▶ [Задания]:
A. Продублируйте дословно отрывок из фрагмента о фильме «Хабарда»: начните с места, где стоят слова «Следующий фильм Чиаурели», и остановитесь после слов «цели своего искусства.».
B. Согласно фрагменту о фильме «Хабарда», какое сооружение решают разрушить в сюжете картины?

▶ [Фрагмент текста]:
****************

Следующий фильм Чиаурели «Хабарда» (1931) — легкое, изящное, сатирически заостренное творение, парадоксальным образом соединившее в себе всё то, против чего восстанет поздний Чиаурели…
Однако сегодня вполне возможно рассмотреть фильм и как закономерную остановку художника на пути к цели своего искусства.
В основе сюжета картины лежит борьба вокруг стоящей в рабочем квартале каменной церкви. Она мешает ведущемуся строительству, и ее решают разрушить. Схватка между теми, кто хочет ее сломать, и защитниками церкви составляет содержание фильма.
На первый взгляд Чиаурели не упрекнешь здесь в отсутствии авторского начала. «Хабарда» открыто тенденциозна. Сатирическое обличение грузинских хранителей старины, возглавляемых колоритнейшей фигурой Луарсаба — бывшего князя, а ныне «члена общества филателистов, члена грузинского археологического общества, председателя общества охраны памятников старины и пр.» — составляет смысл картины. Каскад ее формальных приемов, заставляющих вспомнить самое смелое формотворчество 1920-х годов, служит в ленте оружием киносатиры.
В изобразительном строе «Хабарды» уже наметилось четкое раздвоение, которое в окончательном виде оформится в «Последнем маскараде». Сцены, рисующие облик новой жизни (их в фильме немного, поэтому раздвоенность эта в «Хабарде» не так заметна), сняты в скучно-восторженной повествовательной манере. Наоборот, то, что касается отживающего старого, расцветает на экране всеми красками киноизобразительности. Естественно, поэтому и запоминается больше.

****************

▶ [Исходные данные]:

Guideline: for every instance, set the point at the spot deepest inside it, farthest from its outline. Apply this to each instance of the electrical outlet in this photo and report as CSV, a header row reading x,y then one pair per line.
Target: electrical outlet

****************

▶ [Ответы на задания]:
A.
Следующий фильм Чиаурели «Хабарда» (1931) — легкое, изящное, сатирически заостренное творение, парадоксальным образом соединившее в себе всё то, против чего восстанет поздний Чиаурели…
Однако сегодня вполне возможно рассмотреть фильм и как закономерную остановку художника на пути к цели своего искусства.

B. Каменную церковь, стоящую в рабочем квартале.